(CONSEGNA DELL'ESERCIZIO)
Converti tutti i record in una tabella Markdown a due colonne: N con il numero progressivo e Riga con il testo di ciascuna riga, senza le righe vuote. Escludi le immagini dalla risposta.

══════

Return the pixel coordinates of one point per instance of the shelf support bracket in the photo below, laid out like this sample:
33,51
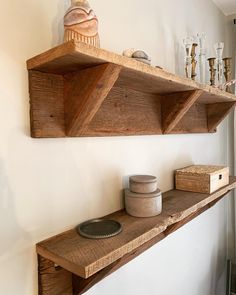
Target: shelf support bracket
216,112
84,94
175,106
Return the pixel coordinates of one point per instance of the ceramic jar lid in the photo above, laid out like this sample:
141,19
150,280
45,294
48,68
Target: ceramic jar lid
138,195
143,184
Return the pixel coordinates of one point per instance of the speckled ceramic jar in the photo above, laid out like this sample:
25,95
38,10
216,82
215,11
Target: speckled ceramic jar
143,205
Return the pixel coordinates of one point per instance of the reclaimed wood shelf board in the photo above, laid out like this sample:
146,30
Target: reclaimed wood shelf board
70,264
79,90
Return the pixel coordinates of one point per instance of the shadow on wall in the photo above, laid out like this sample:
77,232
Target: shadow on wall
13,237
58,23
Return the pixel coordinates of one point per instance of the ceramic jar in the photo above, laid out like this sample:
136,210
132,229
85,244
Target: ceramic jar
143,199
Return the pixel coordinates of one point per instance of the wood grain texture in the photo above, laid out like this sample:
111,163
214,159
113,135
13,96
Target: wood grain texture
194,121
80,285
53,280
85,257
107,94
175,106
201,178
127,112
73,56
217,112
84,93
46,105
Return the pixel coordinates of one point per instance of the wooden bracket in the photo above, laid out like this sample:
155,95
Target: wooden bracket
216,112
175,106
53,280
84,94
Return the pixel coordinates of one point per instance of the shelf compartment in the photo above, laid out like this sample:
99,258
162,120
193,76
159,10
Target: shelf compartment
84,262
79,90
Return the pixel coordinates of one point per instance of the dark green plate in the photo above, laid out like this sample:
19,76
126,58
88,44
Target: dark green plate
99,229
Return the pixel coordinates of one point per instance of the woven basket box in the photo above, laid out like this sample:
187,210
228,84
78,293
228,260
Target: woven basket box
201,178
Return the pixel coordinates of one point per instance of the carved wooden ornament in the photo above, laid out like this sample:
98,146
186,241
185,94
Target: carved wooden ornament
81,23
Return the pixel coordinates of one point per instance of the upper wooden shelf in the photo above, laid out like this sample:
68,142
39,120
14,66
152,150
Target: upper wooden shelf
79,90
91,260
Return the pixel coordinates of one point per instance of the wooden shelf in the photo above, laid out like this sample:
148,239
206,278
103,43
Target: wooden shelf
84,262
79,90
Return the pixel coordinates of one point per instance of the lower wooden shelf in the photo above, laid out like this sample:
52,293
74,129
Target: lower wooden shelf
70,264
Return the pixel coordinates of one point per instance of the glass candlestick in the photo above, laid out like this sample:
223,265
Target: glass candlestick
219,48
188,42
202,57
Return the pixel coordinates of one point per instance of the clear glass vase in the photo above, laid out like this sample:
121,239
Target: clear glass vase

══════

(RISPOSTA)
| N | Riga |
|---|---|
| 1 | Return the pixel coordinates of one point per instance of the shelf support bracket in the photo below, laid out like this sample: |
| 2 | 33,51 |
| 3 | Target: shelf support bracket |
| 4 | 216,112 |
| 5 | 84,94 |
| 6 | 175,106 |
| 7 | Return the pixel coordinates of one point per instance of the ceramic jar lid in the photo above, laid out like this sample: |
| 8 | 141,19 |
| 9 | 150,280 |
| 10 | 45,294 |
| 11 | 48,68 |
| 12 | Target: ceramic jar lid |
| 13 | 138,195 |
| 14 | 143,184 |
| 15 | Return the pixel coordinates of one point per instance of the speckled ceramic jar in the photo above, laid out like this sample: |
| 16 | 25,95 |
| 17 | 38,10 |
| 18 | 216,82 |
| 19 | 215,11 |
| 20 | Target: speckled ceramic jar |
| 21 | 143,205 |
| 22 | Return the pixel coordinates of one point per instance of the reclaimed wood shelf board in the photo above, laid out like this sample: |
| 23 | 146,30 |
| 24 | Target: reclaimed wood shelf board |
| 25 | 70,264 |
| 26 | 79,90 |
| 27 | Return the pixel coordinates of one point per instance of the shadow on wall in the photo above, laid out like this sample: |
| 28 | 77,232 |
| 29 | Target: shadow on wall |
| 30 | 13,237 |
| 31 | 58,23 |
| 32 | Return the pixel coordinates of one point per instance of the ceramic jar in the photo above, laid out like this sample: |
| 33 | 136,210 |
| 34 | 132,229 |
| 35 | 85,244 |
| 36 | Target: ceramic jar |
| 37 | 143,199 |
| 38 | Return the pixel coordinates of one point per instance of the wood grain texture in the photo above, laid out like this sample: |
| 39 | 111,163 |
| 40 | 214,159 |
| 41 | 113,135 |
| 42 | 13,96 |
| 43 | Target: wood grain texture |
| 44 | 194,121 |
| 45 | 80,285 |
| 46 | 53,280 |
| 47 | 85,257 |
| 48 | 107,94 |
| 49 | 175,106 |
| 50 | 201,178 |
| 51 | 127,112 |
| 52 | 73,56 |
| 53 | 217,112 |
| 54 | 84,93 |
| 55 | 46,105 |
| 56 | Return the pixel coordinates of one point per instance of the wooden bracket in the photo above, laid out like this sample: |
| 57 | 155,95 |
| 58 | Target: wooden bracket |
| 59 | 216,112 |
| 60 | 175,106 |
| 61 | 53,280 |
| 62 | 84,94 |
| 63 | Return the pixel coordinates of one point per instance of the shelf compartment in the photo above, laid out like this sample: |
| 64 | 99,258 |
| 65 | 162,120 |
| 66 | 193,76 |
| 67 | 159,10 |
| 68 | Target: shelf compartment |
| 69 | 84,262 |
| 70 | 79,90 |
| 71 | Return the pixel coordinates of one point per instance of the dark green plate in the photo above, laid out like this sample: |
| 72 | 19,76 |
| 73 | 126,58 |
| 74 | 88,44 |
| 75 | Target: dark green plate |
| 76 | 99,229 |
| 77 | Return the pixel coordinates of one point per instance of the woven basket box in the photo above, laid out like this sample: |
| 78 | 187,210 |
| 79 | 228,84 |
| 80 | 78,293 |
| 81 | 228,260 |
| 82 | Target: woven basket box |
| 83 | 201,178 |
| 84 | Return the pixel coordinates of one point per instance of the carved wooden ornament in the photo above, laid out like this sample: |
| 85 | 98,146 |
| 86 | 186,241 |
| 87 | 185,94 |
| 88 | Target: carved wooden ornament |
| 89 | 81,23 |
| 90 | Return the pixel coordinates of one point per instance of the upper wooden shelf in the photo above, laid out like this sample: |
| 91 | 68,142 |
| 92 | 39,120 |
| 93 | 14,66 |
| 94 | 152,150 |
| 95 | Target: upper wooden shelf |
| 96 | 79,90 |
| 97 | 91,260 |
| 98 | Return the pixel coordinates of one point per instance of the wooden shelf in the photo above, laid out like this sample: |
| 99 | 148,239 |
| 100 | 206,278 |
| 101 | 103,43 |
| 102 | Target: wooden shelf |
| 103 | 84,262 |
| 104 | 79,90 |
| 105 | Return the pixel coordinates of one point per instance of the lower wooden shelf in the photo above, laid out like this sample: |
| 106 | 52,293 |
| 107 | 74,129 |
| 108 | Target: lower wooden shelf |
| 109 | 70,264 |
| 110 | Return the pixel coordinates of one point per instance of the glass candlestick in the photo above, laid out like this sample: |
| 111 | 223,265 |
| 112 | Target: glass candlestick |
| 113 | 219,48 |
| 114 | 188,42 |
| 115 | 202,57 |
| 116 | Return the pixel coordinates of one point per instance of the clear glass vase in the photo above, laid out like this sample: |
| 117 | 121,239 |
| 118 | Target: clear glass vase |